*How to complete this task*: Each line below that includes the word "Provide" is to be reported.

*Stored data entries*:

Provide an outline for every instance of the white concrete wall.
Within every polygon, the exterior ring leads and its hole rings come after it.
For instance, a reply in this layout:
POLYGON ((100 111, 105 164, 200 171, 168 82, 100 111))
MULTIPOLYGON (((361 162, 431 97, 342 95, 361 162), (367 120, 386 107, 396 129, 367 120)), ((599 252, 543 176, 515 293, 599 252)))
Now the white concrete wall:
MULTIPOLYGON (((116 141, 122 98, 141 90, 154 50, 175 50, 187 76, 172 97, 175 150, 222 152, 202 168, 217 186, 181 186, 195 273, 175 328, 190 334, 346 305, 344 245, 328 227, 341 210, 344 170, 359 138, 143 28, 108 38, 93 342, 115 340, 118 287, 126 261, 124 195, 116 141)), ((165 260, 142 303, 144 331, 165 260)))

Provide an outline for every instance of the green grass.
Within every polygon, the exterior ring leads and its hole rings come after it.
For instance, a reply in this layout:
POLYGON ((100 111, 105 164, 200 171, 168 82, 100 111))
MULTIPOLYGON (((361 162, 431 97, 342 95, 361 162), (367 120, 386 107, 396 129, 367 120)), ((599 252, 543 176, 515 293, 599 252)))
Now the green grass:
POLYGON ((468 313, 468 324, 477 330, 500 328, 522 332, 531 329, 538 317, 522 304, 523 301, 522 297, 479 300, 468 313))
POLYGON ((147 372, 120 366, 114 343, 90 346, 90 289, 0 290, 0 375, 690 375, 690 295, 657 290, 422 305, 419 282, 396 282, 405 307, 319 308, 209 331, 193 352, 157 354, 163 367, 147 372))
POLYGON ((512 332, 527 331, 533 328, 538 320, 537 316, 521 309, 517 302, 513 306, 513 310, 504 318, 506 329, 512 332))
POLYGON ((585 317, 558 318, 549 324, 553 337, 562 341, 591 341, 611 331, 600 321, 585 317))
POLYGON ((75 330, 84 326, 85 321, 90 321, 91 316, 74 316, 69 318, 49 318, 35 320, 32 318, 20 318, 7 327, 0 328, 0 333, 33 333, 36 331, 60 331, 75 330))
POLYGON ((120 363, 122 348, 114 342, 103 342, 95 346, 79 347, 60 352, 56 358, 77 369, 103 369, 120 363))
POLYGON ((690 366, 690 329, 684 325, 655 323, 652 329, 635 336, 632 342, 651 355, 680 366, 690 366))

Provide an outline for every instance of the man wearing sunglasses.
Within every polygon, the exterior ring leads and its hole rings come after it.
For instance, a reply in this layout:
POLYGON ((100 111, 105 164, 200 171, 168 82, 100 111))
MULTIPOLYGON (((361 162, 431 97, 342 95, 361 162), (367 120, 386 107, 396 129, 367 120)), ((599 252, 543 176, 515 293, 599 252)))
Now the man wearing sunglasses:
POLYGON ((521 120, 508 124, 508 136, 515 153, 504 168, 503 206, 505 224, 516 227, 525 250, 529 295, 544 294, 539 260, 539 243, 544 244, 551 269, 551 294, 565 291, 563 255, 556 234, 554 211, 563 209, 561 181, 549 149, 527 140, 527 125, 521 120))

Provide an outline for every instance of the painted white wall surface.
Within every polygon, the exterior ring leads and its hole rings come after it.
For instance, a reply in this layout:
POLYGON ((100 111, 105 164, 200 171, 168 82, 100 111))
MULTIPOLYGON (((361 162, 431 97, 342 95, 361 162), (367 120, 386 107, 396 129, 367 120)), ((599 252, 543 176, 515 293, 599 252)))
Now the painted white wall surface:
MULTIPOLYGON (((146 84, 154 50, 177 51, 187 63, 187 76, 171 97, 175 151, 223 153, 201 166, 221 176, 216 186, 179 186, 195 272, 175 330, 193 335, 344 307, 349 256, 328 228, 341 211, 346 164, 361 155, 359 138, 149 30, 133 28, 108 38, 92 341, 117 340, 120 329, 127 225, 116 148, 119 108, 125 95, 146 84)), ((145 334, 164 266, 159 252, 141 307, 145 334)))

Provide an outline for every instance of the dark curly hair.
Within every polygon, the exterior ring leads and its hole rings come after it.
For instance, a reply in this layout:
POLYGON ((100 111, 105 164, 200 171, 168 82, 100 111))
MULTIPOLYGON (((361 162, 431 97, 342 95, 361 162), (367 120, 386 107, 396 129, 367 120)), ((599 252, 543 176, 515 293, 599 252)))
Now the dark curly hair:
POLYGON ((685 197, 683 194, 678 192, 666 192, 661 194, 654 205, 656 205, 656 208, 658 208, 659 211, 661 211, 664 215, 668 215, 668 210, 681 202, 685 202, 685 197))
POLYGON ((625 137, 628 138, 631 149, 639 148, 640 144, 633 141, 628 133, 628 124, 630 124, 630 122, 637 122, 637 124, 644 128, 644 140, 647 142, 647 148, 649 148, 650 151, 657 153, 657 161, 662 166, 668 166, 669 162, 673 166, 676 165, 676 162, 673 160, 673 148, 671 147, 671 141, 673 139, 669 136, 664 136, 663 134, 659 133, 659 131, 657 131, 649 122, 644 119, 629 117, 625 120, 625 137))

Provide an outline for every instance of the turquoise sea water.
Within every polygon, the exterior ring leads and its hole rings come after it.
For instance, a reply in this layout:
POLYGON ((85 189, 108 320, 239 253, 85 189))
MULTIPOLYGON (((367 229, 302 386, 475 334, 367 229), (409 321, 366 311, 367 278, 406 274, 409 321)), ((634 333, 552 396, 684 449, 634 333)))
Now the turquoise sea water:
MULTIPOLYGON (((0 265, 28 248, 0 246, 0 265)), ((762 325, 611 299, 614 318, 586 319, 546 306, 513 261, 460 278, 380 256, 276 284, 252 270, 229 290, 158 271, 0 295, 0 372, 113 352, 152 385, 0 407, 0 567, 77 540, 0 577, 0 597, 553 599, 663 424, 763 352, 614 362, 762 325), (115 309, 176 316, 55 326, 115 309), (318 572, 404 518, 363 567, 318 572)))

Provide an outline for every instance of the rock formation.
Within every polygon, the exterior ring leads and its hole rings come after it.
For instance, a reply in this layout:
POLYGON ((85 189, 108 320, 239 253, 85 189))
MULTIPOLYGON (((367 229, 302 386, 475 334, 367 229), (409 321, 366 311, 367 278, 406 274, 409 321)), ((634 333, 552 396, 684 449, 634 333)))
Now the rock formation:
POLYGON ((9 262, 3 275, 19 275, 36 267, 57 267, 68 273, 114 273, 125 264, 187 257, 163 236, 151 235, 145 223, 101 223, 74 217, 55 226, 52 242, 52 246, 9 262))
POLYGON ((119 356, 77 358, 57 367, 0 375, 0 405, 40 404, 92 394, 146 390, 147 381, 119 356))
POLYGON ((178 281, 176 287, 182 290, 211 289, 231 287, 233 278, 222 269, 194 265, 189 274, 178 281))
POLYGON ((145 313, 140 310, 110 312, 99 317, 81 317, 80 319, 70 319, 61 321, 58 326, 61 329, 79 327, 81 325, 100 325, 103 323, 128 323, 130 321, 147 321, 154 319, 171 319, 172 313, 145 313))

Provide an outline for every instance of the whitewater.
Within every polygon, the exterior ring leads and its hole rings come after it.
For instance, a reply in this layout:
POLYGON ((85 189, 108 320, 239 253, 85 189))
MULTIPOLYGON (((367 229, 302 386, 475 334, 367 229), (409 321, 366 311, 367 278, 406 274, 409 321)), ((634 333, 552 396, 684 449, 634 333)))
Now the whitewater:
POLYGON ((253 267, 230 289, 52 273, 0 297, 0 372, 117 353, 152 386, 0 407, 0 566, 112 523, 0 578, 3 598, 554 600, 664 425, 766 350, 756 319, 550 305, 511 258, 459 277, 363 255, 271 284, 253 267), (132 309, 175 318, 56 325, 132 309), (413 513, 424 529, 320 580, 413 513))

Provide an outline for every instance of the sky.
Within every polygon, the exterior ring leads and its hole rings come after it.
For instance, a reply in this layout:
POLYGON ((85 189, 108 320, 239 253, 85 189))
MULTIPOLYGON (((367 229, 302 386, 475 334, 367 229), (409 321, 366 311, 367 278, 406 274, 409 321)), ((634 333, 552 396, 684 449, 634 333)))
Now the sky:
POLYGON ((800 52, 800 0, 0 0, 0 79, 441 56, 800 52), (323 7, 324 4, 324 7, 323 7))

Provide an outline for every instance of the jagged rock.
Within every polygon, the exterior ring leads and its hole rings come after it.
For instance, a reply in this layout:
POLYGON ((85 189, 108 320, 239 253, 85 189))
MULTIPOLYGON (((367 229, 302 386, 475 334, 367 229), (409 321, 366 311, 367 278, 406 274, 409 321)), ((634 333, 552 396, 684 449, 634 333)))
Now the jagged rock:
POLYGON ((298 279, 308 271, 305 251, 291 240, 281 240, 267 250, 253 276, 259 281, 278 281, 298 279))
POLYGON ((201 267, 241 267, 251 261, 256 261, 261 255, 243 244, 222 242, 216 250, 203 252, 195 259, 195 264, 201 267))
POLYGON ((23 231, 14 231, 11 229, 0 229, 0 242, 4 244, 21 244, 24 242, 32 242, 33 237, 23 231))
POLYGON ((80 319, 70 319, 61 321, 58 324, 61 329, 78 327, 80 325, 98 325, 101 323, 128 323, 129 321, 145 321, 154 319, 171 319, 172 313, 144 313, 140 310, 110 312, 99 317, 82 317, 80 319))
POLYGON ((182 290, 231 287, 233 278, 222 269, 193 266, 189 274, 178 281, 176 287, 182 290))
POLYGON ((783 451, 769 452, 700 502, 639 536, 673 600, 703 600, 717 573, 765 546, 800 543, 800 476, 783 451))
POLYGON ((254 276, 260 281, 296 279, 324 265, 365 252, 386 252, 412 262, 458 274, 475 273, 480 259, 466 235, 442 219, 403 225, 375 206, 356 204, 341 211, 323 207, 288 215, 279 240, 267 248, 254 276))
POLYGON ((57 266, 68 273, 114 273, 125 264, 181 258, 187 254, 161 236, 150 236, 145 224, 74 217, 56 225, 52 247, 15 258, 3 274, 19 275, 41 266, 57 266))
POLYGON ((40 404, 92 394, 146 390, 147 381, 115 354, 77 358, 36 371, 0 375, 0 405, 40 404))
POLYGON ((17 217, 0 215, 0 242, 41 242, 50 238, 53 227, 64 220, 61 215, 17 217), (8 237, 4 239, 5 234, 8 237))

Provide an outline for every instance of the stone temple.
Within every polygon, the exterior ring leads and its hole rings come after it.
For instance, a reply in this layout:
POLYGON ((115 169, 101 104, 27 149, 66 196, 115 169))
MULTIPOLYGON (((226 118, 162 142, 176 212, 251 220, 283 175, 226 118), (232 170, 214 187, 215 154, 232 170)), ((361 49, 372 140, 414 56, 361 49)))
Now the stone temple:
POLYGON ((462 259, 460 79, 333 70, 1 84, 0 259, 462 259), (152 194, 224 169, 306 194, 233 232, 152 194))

*Solution for this exercise*:
Provide an outline for every instance of the white concrete wall.
Provide an outline for every instance of the green grass.
Provide an outline for every instance of the man wearing sunglasses.
Provide an outline for every instance of the painted white wall surface.
Provide an outline for every instance of the dark curly hair.
Provide an outline for every instance of the turquoise sea water.
Provide an outline for every instance of the rock formation.
Provide an outline for every instance of the whitewater.
Provide an outline for every instance of the sky.
Provide an outline for every instance of the jagged rock.
Provide an outline for every instance of the stone temple.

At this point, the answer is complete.